### TEXTE À LIRE:
⟨

Quand l’abîme te regarde
Auteur : Éric Emeraux
Éditions : Récamier (23 mai 2024)
ISBN : 978-2385771287
642 pages
Quatrième de couverture
Paris, août 2021. Le colonel Michel
Rinocci, dit Rhino, est le chef de l'Office central de lutte contre les
crimes contre l'humanité et les crimes de haine (OCLCH). Une mystérieuse
affaire de braquage le remet sur la piste de Vuk, son pire ennemi, présumé
mort. Ce criminel de guerre est le responsable de terribles exactions dont
Rhino a été le témoin impuissant en 1994, pendant la guerre en
Bosnie-Herzégovine. La traque reprend pour le colonel. Mais certains fantômes
du passé ressurgissent et bouleversent son fragile équilibre familial. De
chasseur, il devient traqué.
Mon avis
Éric Emeraux a été chef de OCLCH
(l'Office central de lutte contre les crimes contre l'humanité et les crimes de
haine) et son roman est probablement inspiré de ce qu’il a vu, vécu et entendu.
Il plonge le lecteur dans un contexte riche, complexe où les hommes sont confrontés
à des situations plus que difficiles voire même insoutenables. Et ils n’ont qu’une
mission : tenir, résister et faire au mieux pour sauver ceux qui
souffrent.
En 1994 / 1995, le colonel Michel Rinocci, dit Rhino, chef
de OCLCH, était en Bosnie-Herzégovine. Un pays déchiré, éclaté où les conflits
entre ethnies sont d’une violence terrible. Rhino, à l’époque avec les chasseurs
alpins, était en mission pour obtenir des renseignements. Avec ses coéquipiers,
ils devaient être discrets, observateurs pour apporter à leurs chefs des éléments
de réponse. Mais surtout, il était indispensable qu’ils ne se dévoilent pas au
risque de se mettre en danger, de tout gâcher. Et c’est pour cela qu’en planque
ils ont assisté à des exactions traumatisantes, la torture d’êtres humains. La colère,
la culpabilité rongent Rhino. Il est hanté par ces faits, les images sont
restées imprimées sur sa rétine. Il n’a jamais oublié, c’est impossible pour
lui.

⟩

### CONSIGNES:
A: Pour chaque affirmation, dites par oui ou par non si elle concorde avec la critique du roman Quand l’abîme te regarde, en citant textuellement les mots décisifs. (i) L’intrigue s’ouvre à Paris en août 2019. (ii) À l’époque de sa mission en Bosnie-Herzégovine, Rhino servait avec les chasseurs alpins. (iii) Le roman compte plus de 700 pages.
B: Rédigez la suite de la critique du roman Quand l’abîme te regarde à partir de sa dernière phrase.

### DONNÉES EXTRAITES:
⟨

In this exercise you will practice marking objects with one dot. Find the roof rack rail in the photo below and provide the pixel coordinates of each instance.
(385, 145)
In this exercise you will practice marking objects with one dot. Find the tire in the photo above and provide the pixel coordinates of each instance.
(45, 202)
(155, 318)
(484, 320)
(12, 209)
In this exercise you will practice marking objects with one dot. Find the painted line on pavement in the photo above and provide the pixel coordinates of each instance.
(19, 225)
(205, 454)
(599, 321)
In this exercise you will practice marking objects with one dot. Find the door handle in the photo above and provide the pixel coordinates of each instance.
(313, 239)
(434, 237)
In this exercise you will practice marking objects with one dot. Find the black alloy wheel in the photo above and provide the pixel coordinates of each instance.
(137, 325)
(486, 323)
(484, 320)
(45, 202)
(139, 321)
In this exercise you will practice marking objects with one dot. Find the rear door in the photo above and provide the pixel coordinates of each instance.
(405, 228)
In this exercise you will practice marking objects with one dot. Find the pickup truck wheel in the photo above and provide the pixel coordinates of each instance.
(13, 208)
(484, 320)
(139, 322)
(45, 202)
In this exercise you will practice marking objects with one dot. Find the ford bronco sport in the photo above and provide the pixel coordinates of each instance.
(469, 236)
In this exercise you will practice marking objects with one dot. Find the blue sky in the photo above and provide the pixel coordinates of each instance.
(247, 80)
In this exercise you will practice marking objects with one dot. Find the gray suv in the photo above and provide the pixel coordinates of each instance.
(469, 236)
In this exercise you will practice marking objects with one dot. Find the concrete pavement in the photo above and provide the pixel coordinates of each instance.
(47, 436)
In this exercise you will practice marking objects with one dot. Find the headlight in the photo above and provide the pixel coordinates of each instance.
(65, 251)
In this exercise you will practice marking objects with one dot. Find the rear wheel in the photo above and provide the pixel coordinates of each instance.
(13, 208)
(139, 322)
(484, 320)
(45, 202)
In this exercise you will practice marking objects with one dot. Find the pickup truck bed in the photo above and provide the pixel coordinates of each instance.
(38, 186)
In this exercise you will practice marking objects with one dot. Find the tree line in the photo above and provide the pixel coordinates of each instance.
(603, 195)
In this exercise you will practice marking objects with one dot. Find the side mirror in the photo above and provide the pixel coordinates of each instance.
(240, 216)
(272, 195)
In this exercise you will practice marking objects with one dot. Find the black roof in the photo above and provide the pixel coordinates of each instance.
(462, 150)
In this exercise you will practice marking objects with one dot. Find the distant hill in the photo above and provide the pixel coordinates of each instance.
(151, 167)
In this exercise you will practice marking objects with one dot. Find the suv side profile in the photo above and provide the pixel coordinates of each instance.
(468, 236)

⟩

### RÉPONSES PAR CONSIGNE:
A:
(i) Non : « Paris, août 2021. »
(ii) Oui : « Rhino, à l’époque avec les chasseurs alpins, était en mission pour obtenir des renseignements. »
(iii) Non : « 642 pages »

B:
Il est maintenant en France, on est en 2021, le temps a
passé, il a élevé seul son fils, David. Il a toujours un côté imprévisible, un
peu électron libre et son boulot est sa principale occupation. Quelques fois,
David reproche à son père de « l’oublier », de ne pas tenir ses
engagements lorsqu’ils doivent se voir pour partager un repas, un concert….
Rhino le sait mais côté travail, il ne veut rien lâcher et essaie d’être
présent sur tous les fronts.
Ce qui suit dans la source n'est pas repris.